• [Given problem]
Find each line in the rows below that contains the word "wire", and copy those lines.

• [Material provided]
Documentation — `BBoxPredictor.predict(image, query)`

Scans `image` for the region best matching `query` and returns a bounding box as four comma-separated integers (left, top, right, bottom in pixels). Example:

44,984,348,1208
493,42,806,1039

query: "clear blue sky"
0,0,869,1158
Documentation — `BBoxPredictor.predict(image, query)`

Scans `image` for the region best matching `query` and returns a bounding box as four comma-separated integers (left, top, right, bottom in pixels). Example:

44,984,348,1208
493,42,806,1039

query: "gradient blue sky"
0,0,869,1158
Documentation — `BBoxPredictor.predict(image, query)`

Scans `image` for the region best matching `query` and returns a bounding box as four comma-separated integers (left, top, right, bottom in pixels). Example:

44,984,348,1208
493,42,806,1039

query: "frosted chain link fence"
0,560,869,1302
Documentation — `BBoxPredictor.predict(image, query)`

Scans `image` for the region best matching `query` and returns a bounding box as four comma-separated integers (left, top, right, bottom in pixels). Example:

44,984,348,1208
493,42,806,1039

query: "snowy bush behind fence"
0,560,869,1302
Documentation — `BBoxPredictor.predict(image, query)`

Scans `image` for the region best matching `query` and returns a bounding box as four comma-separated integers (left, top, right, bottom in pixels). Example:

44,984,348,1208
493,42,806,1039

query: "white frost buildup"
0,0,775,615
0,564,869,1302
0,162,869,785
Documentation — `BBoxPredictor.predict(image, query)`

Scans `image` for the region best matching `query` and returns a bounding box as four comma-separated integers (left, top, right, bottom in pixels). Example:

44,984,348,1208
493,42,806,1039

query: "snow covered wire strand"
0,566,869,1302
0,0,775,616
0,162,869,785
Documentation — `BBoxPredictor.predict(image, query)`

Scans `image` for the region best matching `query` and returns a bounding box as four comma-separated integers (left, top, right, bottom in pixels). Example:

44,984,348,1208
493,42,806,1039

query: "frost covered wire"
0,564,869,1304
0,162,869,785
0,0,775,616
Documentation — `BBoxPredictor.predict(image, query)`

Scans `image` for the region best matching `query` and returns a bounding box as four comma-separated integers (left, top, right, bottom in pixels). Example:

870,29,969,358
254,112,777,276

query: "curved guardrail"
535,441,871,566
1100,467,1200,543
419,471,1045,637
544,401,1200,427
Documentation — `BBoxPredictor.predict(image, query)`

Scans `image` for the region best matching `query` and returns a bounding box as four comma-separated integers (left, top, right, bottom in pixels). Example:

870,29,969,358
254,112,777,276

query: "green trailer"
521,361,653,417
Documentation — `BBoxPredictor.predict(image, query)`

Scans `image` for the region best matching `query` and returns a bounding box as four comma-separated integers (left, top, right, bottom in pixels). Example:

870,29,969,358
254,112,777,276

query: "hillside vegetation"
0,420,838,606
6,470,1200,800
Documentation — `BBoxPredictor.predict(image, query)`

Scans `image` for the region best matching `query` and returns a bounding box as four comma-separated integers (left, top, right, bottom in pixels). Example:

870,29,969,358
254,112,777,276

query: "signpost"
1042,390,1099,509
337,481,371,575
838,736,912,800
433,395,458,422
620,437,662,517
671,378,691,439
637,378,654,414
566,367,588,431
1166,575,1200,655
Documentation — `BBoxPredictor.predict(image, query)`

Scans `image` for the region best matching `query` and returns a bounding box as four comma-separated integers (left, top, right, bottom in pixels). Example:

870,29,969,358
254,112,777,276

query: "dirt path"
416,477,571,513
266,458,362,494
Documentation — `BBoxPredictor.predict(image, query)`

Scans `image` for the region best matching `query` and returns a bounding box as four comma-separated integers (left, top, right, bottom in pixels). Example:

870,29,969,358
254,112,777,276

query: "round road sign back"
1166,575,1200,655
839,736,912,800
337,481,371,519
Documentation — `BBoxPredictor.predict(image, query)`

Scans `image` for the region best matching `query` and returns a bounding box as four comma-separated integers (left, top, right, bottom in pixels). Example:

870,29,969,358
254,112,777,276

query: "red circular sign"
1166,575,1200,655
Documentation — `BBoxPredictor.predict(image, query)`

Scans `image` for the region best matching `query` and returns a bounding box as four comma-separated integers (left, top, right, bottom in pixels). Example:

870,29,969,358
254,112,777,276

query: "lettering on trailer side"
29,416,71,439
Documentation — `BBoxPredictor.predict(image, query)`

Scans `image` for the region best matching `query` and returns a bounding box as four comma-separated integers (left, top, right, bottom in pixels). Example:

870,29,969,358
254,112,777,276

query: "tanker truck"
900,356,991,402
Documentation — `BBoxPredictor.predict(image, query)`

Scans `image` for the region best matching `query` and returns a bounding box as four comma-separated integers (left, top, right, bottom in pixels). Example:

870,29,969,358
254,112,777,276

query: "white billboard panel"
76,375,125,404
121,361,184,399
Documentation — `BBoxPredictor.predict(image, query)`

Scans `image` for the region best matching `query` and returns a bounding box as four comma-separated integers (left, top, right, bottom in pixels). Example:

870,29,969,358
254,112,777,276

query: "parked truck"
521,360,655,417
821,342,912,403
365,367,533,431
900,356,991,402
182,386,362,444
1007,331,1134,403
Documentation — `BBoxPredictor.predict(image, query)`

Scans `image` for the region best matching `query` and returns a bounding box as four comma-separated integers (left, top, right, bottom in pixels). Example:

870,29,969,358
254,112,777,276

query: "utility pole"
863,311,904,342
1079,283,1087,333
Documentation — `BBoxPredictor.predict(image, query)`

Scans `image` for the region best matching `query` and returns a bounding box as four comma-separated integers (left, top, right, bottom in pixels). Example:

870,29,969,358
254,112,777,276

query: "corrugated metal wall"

• [Task output]
query: "snow covered wire strand"
query: "frost covered wire"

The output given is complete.